Gertz v. Welch (1974)

Gertz v. Welch

418 U.S. 323

Case Year: 1974

Case Ruling: 5-4, Reversed and Remanded

Opinion Justice: Powell

FACTS

After a jury convicted a police officer for murder, the victim's family retained Elmer Gertz, a Chicago attorney, to bring a civil action against the officer. Robert Welch published a story in American Opinion, an outlet for the views of the John Birch Society, a far-right, anticommunist group. The story suggested that Gertz was a "Communist-fronter," engaged in a plot to disgrace and frame the police. Gertz sued Welch for libel. He argued that the story was false and damaging to his career.


 

MR. JUSTICE POWELL DELIVERED THE OPINION OF THE COURT.

This Court has struggled for nearly a decade to define the proper accommodation between the law of defamation and the freedoms of speech and press protected by the First Amendment. With this decision we return to that effort. We granted certiorari to reconsider the extent of a publisher's constitutional privilege against liability for defamation of a private citizen. . . .

The principal issue in this case is whether a newspaper or broadcaster that publishes defamatory falsehoods about an individual who is neither a public official nor a public figure may claim a constitutional privilege against liability for the injury inflicted by those statements. The Court considered this question on the rather different set of facts presented inRosenbloom v. Metromedia, Inc. [1971] . . .

This Court affirmed the decision below, but no majority could agree on a controlling rationale. The eight Justices who participated in Rosenbloom announced their views in five separate opinions, none of which commanded more than three votes. The several statements not only reveal disagreement about the appropriate result in that case, they also reflect divergent traditions of thought about the general problem of reconciling the law of defamation with the First Amendment. One approach has been to extend the New York Times test to an expanding variety of situations. Another has been to vary the level of constitutional privilege for defamatory falsehood with the status of the person defamed. And a third view would grant to the press and broadcast media absolute immunity from liability for defamation. . . .

- **Pointing and labeling entries**:
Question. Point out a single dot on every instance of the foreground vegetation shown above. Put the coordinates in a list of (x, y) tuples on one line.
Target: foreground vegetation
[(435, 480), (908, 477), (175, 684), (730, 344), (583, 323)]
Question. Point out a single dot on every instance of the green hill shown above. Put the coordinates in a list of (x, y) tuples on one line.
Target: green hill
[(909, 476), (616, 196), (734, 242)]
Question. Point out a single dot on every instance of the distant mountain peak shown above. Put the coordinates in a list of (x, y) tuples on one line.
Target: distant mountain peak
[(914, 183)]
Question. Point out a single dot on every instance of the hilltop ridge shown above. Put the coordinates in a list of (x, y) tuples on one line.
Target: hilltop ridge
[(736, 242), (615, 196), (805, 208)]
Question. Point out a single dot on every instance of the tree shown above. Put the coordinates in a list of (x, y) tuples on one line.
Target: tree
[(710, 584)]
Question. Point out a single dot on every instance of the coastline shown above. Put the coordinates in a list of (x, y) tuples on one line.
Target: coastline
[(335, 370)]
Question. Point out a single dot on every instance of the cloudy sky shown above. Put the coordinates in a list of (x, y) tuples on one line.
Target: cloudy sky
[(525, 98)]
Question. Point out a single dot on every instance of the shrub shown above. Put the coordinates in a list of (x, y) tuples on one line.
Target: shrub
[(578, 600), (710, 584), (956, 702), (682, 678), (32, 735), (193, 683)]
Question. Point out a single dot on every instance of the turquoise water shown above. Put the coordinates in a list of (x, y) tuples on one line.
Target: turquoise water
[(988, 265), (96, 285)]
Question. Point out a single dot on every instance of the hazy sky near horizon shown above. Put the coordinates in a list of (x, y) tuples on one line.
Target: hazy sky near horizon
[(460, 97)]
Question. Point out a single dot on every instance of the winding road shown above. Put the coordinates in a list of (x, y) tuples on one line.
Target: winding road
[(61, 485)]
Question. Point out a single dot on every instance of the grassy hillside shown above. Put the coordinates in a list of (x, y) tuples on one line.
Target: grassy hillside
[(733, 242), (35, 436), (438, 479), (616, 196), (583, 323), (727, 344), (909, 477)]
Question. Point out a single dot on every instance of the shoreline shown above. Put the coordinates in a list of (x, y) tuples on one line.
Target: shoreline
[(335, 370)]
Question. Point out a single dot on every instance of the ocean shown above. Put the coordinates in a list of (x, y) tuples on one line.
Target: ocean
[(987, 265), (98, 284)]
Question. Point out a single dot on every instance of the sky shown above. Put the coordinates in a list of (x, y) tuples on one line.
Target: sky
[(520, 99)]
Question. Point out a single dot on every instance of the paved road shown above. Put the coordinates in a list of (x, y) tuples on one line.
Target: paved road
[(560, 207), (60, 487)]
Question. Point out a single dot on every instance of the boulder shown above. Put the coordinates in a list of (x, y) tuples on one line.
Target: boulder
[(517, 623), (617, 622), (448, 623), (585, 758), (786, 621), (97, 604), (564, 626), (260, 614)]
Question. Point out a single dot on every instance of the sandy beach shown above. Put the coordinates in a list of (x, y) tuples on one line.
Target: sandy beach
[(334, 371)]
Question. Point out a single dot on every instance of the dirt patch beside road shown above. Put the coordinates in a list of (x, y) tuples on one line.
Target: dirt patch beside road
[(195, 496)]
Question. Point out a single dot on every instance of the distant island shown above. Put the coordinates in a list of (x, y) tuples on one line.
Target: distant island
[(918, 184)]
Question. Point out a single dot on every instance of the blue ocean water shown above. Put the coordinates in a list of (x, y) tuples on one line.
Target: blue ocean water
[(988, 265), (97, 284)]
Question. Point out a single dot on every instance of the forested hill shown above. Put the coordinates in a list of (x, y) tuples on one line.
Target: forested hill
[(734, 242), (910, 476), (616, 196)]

- **INSTRUCTION 1**:
Based on the Gertz v. Welch text, answer yes or no to each statement below and quote the words from the text that settle it.
(a) Elmer Gertz was a Chicago attorney.
(b) In Rosenbloom v. Metromedia, a majority of the Court agreed on a controlling rationale.
(c) The story about Gertz was published in American Opinion.
- **INSTRUCTION 2**:
Pick up the Gertz v. Welch opinion after its last sentence and write what follows.

- **RIGHT ANSWER 1**:
(a) Yes: "Elmer Gertz, a Chicago attorney"
(b) No: "no majority could agree on a controlling rationale"
(c) Yes: "Robert Welch published a story in American Opinion"

- **RIGHT ANSWER 2**:
We begin with the common ground. Under the First Amendment there is no such thing as a false idea. However pernicious an opinion may seem, we depend for its correction not on the conscience of judges and juries but on the competition of other ideas. But there is no constitutional value in false statements of fact. Neither the intentional lie nor the careless error materially advances society's interest in "uninhibited, robust, and wide-open" debate on public issues. New York Times Co. v. Sullivan [1964]. They belong to that category of utterances which "are no essential part of any exposition of ideas, and are of such slight social value as a step to truth that any benefit that may be derived from them is clearly outweighed by the social interest in order and morality." Chaplinsky v. New Hampshire (1942). . . .

The First Amendment requires that we protect some falsehood in order to protect speech that matters.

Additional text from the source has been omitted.